* **WHAT YOU ARE ASKED TO DO**
Give the number of lines in the records below that include "crowd", and nothing more.

(Items from a dataset)

════════════════════

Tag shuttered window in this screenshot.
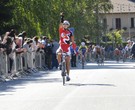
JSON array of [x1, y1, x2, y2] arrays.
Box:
[[131, 18, 135, 28], [115, 18, 121, 29]]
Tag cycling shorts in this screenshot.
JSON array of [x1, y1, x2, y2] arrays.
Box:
[[56, 46, 71, 56]]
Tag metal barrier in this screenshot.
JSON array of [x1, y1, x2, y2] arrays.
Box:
[[0, 50, 47, 82]]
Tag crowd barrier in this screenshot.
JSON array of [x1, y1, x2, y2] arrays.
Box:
[[0, 50, 47, 81]]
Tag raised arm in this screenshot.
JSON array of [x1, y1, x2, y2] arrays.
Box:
[[59, 12, 64, 28]]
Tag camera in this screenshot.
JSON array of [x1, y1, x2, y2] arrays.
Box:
[[0, 37, 13, 49], [0, 43, 6, 48], [18, 31, 26, 38], [8, 29, 16, 38]]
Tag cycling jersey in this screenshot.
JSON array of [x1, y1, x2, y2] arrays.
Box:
[[79, 46, 87, 55], [58, 14, 75, 53], [59, 26, 74, 52]]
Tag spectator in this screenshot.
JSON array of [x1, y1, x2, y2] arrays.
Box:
[[45, 39, 53, 69], [1, 32, 14, 74], [131, 41, 135, 58], [70, 44, 77, 67], [52, 39, 59, 69], [18, 31, 27, 46], [114, 48, 120, 59], [41, 36, 47, 46]]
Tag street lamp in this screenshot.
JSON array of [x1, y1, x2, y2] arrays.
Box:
[[95, 4, 100, 45], [128, 4, 131, 40]]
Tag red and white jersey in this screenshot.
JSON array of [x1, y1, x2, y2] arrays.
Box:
[[59, 27, 71, 52]]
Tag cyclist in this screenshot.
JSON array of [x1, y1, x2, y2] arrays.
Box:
[[114, 48, 120, 62], [56, 12, 76, 81], [79, 42, 88, 62], [93, 45, 101, 58], [93, 45, 104, 63]]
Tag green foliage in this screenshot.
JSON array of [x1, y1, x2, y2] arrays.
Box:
[[0, 0, 14, 34], [1, 0, 113, 41], [106, 29, 124, 48]]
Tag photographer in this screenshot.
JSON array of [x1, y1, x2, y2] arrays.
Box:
[[0, 31, 14, 74], [18, 31, 26, 47], [0, 31, 13, 55]]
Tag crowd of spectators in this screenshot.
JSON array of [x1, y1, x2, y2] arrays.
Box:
[[0, 29, 135, 76], [0, 29, 60, 75]]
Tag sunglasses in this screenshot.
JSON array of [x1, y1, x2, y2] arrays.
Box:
[[63, 23, 69, 25]]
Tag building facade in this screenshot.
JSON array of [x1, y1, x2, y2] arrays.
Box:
[[102, 0, 135, 41]]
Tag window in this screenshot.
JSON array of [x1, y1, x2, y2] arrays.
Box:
[[131, 18, 135, 28], [103, 18, 107, 28], [115, 18, 121, 29]]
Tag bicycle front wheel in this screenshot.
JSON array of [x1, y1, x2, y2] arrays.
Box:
[[62, 76, 66, 85], [82, 56, 84, 69], [61, 61, 66, 85]]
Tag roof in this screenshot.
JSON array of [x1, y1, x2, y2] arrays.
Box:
[[110, 0, 135, 13]]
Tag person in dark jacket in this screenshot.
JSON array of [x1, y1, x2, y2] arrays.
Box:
[[52, 39, 59, 69], [131, 41, 135, 58], [45, 40, 53, 69]]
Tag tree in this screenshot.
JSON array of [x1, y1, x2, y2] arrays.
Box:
[[0, 0, 14, 34], [106, 29, 124, 48], [1, 0, 113, 41]]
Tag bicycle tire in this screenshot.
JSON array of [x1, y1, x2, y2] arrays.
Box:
[[116, 55, 119, 62], [97, 54, 100, 66], [62, 61, 66, 85], [61, 62, 66, 76], [82, 56, 84, 69], [62, 76, 66, 85]]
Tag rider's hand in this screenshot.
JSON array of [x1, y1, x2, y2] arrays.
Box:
[[60, 12, 64, 23], [68, 31, 72, 38], [60, 12, 64, 16]]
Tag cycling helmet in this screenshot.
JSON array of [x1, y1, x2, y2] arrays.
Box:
[[81, 42, 85, 46], [127, 40, 131, 43], [63, 20, 70, 26]]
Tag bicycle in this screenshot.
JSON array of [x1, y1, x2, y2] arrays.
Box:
[[115, 54, 119, 63], [81, 53, 85, 69], [122, 53, 127, 62], [97, 54, 104, 66], [61, 52, 67, 85], [97, 54, 100, 66]]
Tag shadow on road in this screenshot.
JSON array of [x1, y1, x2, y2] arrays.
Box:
[[73, 61, 135, 70], [0, 72, 61, 95], [0, 60, 134, 95], [67, 83, 116, 87]]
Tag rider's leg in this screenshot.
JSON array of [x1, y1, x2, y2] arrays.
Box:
[[80, 52, 82, 62], [57, 53, 61, 64], [56, 47, 62, 64], [56, 48, 62, 70]]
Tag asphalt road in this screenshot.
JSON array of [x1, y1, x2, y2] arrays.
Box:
[[0, 61, 135, 110]]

════════════════════

* **TASK SOLUTION**
2